Background information
- Origin: Larne, Northern Ireland
- Genres: Alternative metal; noise rock; alternative rock;
- Works: Discography; songs;
- Years active: 1989–present
- Labels: Wiiija; A&M; Ark 21; Spitfire; Blast; Amazing; Marshall;
- Members: Andy Cairns; Michael McKeegan; Neil Cooper;
- Past members: Fyfe Ewing; Martin McCarrick; Graham Hopkins;
- Website: therapyquestionmark.co.uk

= Therapy? =

Northern Irish rock band

Therapy? are a Northern Irish rock band from Larne, formed in 1989 by guitarist-vocalist Andy Cairns and drummer-vocalist Fyfe Ewing. Therapy? recorded their first demo with Cairns filling in on bass guitar. To complete the lineup, the band recruited Larne bassist Michael McKeegan. The band signed with major label A&M Records in 1992, for which they released four albums, most notably Troublegum in 1994 and Infernal Love in 1995. Ewing's departure in early 1996 preceded the arrivals of his replacement Graham Hopkins, as well as Martin McCarrick on guitar and cello. Neil Cooper replaced Hopkins in 2002. McCarrick departed in 2004, and the band have remained a three-piece ever since.

Therapy? are currently signed to UK independent label Marshall Records. The band have released 14 studio albums and sold over two million albums worldwide.

==History==
===Early years (1989–1992)===
While attending a charity gig at the Jordanstown Polytechnic in 1988, Andy Cairns noticed Fyfe Ewing playing drums in a punk covers band. The two spoke afterwards and agreed to meet for rehearsal in Fyfe's house in Larne with Andy playing a small practice amp and Fyfe playing his kit with brushes. In April 1989 they recorded a four track demo tape (Thirty Seconds of Silence) with Andy playing a bass guitar borrowed from Fyfe's classmate Michael McKeegan. Deciding to play live, they recruited McKeegan and played their debut gig at the Belfast Art College supporting Decadence Within on 20 August 1989. They followed this up with another four track demo tape (Meat Abstract). Their sound was becoming highly influenced by artists of the indie rock movement such as The Jesus Lizard, Big Black, and The Membranes as well as new beat disco acts such as Belgian outfit Erotic Dissidents.

Therapy? released its first single, called Meat Abstract in July 1990. The single was limited to 1,000 copies and released on the band's own Multifuckinational Records. During the summer of that year, the band made its first tour through the United Kingdom with The Beyond, catching the attention of influential DJ John Peel along the way. The band's early years followed the familiar pattern of hard graft on the local alternative music scene, with Cairns often putting in a full day at the Michelin tyre factory (where he worked as a quality controller), then speeding across Northern Ireland in order to make it to gigs. The band also took whatever support slot they could, opening for the likes of Loop, Ride, Teenage Fanclub, Inspiral Carpets, Tad, Fugazi and Ned's Atomic Dustbin. Therapy? quickly came to the attention of local music fans with their distinctively uncompromising style. Their use of guitar feedback as a "fourth instrument" and unconventional song structures, combined with a darkly original approach to lyrics and imaginative use of samples pulled from cult movies and obscure documentaries, led them to be spotted in 1990 by London-based independent label Wiiija Records. The move was helped by Lesley Rankine of Silverfish, who passed the band's first single on to Gary Walker of Wiiija.

+++++

● WORK TO COMPLETE:
1. Condense the paragraph of the Therapy? article that begins "While attending a charity gig" into a short bulleted list, keeping its main facts.
2. Carry the Therapy? article forward from its final sentence.

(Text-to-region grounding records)
+++++

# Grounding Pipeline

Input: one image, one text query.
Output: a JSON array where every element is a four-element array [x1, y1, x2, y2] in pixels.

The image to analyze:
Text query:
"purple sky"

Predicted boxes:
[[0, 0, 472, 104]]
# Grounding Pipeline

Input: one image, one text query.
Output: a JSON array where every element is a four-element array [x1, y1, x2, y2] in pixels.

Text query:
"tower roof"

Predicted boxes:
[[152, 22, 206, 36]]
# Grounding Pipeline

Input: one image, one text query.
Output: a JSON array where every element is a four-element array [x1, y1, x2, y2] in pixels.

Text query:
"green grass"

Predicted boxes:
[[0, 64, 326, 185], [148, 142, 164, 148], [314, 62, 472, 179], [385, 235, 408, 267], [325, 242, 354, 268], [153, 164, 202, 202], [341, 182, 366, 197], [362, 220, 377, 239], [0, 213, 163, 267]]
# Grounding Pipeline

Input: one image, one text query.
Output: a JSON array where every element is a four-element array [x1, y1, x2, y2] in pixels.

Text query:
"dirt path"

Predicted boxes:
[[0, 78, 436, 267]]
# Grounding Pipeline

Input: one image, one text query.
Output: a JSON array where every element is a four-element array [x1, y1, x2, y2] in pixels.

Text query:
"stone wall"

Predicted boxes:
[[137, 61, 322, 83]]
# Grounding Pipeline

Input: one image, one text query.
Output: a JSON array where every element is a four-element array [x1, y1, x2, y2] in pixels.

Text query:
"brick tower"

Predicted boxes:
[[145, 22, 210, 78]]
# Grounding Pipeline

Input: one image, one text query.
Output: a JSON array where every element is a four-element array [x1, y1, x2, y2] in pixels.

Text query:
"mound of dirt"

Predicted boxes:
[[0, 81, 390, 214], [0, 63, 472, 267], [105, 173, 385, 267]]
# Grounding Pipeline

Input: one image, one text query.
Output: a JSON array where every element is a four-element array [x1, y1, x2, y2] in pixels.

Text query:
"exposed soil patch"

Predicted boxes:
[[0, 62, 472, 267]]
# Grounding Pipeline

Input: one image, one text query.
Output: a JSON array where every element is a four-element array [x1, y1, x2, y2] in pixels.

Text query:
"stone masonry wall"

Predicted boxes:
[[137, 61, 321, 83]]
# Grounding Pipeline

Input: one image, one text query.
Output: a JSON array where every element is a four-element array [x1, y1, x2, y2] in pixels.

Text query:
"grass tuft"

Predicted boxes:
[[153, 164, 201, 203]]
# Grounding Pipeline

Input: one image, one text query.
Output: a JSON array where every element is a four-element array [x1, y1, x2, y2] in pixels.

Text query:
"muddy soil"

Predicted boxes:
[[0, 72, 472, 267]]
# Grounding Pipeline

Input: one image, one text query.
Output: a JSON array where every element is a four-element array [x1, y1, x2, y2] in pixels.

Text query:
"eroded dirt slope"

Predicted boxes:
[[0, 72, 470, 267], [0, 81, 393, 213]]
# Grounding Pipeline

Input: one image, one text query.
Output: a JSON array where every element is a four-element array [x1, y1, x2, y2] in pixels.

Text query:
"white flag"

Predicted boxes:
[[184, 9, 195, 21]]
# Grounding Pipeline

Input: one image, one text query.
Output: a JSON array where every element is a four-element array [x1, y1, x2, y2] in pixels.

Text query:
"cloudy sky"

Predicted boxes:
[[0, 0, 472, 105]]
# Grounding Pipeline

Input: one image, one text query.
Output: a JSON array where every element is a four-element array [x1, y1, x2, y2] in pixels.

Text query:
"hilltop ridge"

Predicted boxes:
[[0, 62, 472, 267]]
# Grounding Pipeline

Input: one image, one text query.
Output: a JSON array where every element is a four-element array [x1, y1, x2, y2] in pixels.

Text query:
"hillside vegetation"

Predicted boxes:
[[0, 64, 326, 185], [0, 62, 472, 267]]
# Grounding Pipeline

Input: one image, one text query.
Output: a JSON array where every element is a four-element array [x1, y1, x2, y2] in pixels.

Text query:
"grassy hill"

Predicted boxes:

+++++

● EXERCISE ANSWERS:
1.
- In 1988, at a charity gig at the Jordanstown Polytechnic, Andy Cairns saw Fyfe Ewing drumming in a punk covers band.
- The two rehearsed at Fyfe's house in Larne.
- In April 1989 they recorded the four-track demo Thirty Seconds of Silence, with Andy on a bass borrowed from Michael McKeegan.
- They recruited McKeegan and played their debut gig at the Belfast Art College, supporting Decadence Within, on 20 August 1989.
- A second four-track demo, Meat Abstract, followed.
- Their sound drew on indie rock acts such as The Jesus Lizard, Big Black and The Membranes, and on new beat disco acts such as Erotic Dissidents.

2.
The band's first album, July 1991's Babyteeth, and its January 1992 follow-up, Pleasure Death, were successful enough to earn the band a major label deal with A&M Records. Both albums were underground successes, hitting number 1 in the UK Indie Charts. The attention led to support slots with both Babes in Toyland and Hole on their respective UK tours. A compilation of the two albums titled Caucasian Psychosis was prepared for the North American market, and the band embarked on their first U.S. tour in October 1992.

Their debut A&M record, Nurse, made its way into UK's Top 40 Album Chart in November 1992, while lead single "Teethgrinder" became the band's first Top 40 single in both the UK and Ireland. The grunge revolution was in full swing, with US outfit Nirvana leading the way. Predictably, the media began to draw comparisons between the two bands. The heavy guitars and inventive drumming that was swiftly becoming Therapy?'s trademark led them more towards the grunge camp than away from it.

===The success (1993–1995)===
If there was one true "breakthrough" year in the band's history, it would almost certainly be 1993. The release of the Shortsharpshock EP catapulted Therapy? into the Top 40, peaking at nine, featuring the lead track "Screamager". The single led to the first of several appearances on the venerable UK music show Top of the Pops. Two more UK Top 40 EPs Face the Strange and Opal Mantra followed, as the band toured heavily on the European festival circuit, made two separate jaunts to the United States in support of Kings X initially, and then both Helmet and The Jesus Lizard, and played their debut shows in Japan. Compilations of the three EP's were released in the U.S. and Japan (Hats Off to the Insane), and in Europe (Born in a Crash).

1994 saw the release of the commercially successful Troublegum album in February which earned the band appearances at a string of rock and indie festivals, including Reading (third consecutive appearance), Donington and Phoenix in the UK alone, as well as a clutch of top 40 singles. It achieved a string of nominations in end-of-year polls, including a Mercury Music Prize nomination, and success at the Kerrang! Awards.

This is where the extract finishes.